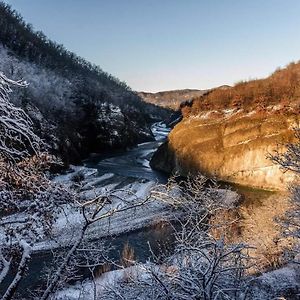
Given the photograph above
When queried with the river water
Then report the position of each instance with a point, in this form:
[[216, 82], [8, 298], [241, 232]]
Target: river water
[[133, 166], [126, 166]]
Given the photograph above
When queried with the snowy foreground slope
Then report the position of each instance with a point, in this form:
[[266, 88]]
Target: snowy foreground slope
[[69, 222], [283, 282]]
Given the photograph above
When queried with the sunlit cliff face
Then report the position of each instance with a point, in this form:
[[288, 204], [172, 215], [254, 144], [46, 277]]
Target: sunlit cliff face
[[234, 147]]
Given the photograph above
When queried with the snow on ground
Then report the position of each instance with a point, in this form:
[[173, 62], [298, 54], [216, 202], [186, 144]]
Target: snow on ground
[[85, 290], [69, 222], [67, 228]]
==
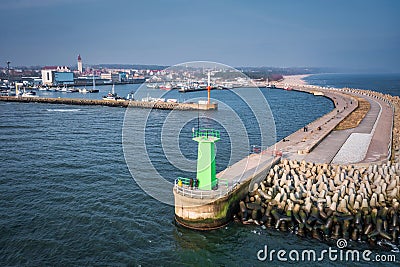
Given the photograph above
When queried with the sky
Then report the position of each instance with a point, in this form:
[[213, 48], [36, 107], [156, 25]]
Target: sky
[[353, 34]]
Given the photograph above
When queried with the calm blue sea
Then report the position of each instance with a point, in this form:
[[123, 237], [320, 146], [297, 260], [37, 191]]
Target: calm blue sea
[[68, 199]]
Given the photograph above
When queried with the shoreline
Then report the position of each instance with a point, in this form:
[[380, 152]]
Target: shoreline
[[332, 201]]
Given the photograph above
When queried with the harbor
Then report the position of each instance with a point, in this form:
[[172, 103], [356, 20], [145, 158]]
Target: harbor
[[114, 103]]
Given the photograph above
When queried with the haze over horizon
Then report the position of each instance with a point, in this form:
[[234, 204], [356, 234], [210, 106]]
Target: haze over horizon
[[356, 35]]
* * *
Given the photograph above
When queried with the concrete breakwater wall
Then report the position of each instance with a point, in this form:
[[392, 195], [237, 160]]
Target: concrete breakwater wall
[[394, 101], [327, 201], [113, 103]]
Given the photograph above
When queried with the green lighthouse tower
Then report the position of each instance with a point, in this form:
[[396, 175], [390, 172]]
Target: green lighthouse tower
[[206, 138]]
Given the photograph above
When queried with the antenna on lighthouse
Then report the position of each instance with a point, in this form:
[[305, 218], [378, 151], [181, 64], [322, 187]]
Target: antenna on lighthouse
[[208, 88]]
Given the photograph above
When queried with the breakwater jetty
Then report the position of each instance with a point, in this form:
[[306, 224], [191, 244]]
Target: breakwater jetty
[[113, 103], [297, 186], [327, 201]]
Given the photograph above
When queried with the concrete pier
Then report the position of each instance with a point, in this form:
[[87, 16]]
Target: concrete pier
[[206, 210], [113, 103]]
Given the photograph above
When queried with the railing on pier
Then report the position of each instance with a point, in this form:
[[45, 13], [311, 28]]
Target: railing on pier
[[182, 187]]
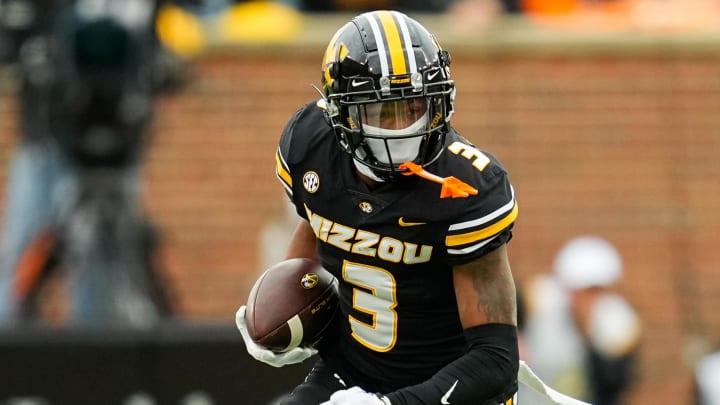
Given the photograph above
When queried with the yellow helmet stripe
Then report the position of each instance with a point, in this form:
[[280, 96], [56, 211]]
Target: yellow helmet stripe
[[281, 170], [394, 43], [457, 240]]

=== What is being asked ===
Return each line from the items above that contains the word "shoreline". Case counts.

=== Output below ===
When queried with the shoreline
Target: shoreline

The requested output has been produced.